SUPPLIED DATA:
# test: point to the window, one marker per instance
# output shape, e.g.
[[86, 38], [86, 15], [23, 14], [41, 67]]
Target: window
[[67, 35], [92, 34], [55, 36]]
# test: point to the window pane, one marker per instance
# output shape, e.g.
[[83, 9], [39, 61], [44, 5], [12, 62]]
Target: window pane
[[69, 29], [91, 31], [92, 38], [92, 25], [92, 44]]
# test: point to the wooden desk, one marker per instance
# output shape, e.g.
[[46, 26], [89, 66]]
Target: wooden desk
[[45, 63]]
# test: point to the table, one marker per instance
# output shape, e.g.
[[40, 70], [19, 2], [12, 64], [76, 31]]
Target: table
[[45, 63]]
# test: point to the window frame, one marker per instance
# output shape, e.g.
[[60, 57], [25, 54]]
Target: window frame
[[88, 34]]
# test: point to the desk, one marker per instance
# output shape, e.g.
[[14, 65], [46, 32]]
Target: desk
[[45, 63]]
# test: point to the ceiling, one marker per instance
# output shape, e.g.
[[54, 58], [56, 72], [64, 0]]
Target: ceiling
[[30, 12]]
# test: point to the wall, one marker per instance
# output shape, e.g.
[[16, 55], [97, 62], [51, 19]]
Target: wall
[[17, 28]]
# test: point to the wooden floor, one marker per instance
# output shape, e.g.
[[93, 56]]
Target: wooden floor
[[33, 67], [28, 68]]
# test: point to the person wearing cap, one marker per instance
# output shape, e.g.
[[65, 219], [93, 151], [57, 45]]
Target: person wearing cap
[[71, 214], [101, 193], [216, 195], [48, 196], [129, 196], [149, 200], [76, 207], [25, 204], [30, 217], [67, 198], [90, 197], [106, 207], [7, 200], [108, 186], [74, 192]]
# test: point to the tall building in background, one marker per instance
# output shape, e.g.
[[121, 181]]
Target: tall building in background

TASK DIRECTIONS: Copy all of the rows above verbatim, line by line.

SOLUTION TO THIS TASK:
# test: point to the window, one marker per instance
# output shape, e.g.
[[86, 38], [86, 15], [23, 14], [41, 67]]
Target: window
[[67, 35], [92, 34], [55, 36]]
# test: point to the window pane, one marker per instance
# output shape, e.g.
[[83, 9], [39, 61], [44, 5], [12, 62]]
Target: window pane
[[69, 29], [91, 31], [92, 38], [92, 25], [92, 44]]
# test: point to the wooden desk, one marker per instance
# output shape, e.g.
[[46, 26], [89, 66]]
Target: wooden desk
[[45, 63]]
# test: point to the table, one marker per instance
# output shape, e.g.
[[40, 70], [19, 2], [12, 64], [76, 31]]
Target: table
[[45, 63]]
# test: point to the window frame, one marker per instance
# output shape, e.g.
[[60, 57], [25, 54]]
Target: window frame
[[88, 34]]
# test: point to the desk, one marker per instance
# output shape, e.g.
[[14, 65], [46, 32]]
Target: desk
[[45, 63]]
# test: point to the ceiling, one marker per instance
# output shape, e.g.
[[54, 58], [56, 72], [64, 0]]
Target: ceiling
[[30, 12]]
# test: point to the wall, one marker per instance
# output shape, e.g.
[[16, 55], [97, 62], [51, 19]]
Target: wall
[[17, 28]]
# test: point to the wooden floor, one marker per instance
# output shape, e.g.
[[93, 56]]
Target: wooden floor
[[33, 67], [28, 68]]
# test: point to the person wearing cap, one marker per instance
# output shape, e.g.
[[65, 219], [93, 151], [57, 45]]
Target: person wearing cap
[[71, 214], [101, 193], [216, 195], [48, 196], [129, 196], [149, 200], [76, 207], [25, 204], [30, 217], [67, 198], [90, 197], [106, 207], [7, 200], [108, 186], [74, 192]]
# test: point to the tall building in background, one marker per instance
# output shape, e.g.
[[121, 181]]
Target: tall building in background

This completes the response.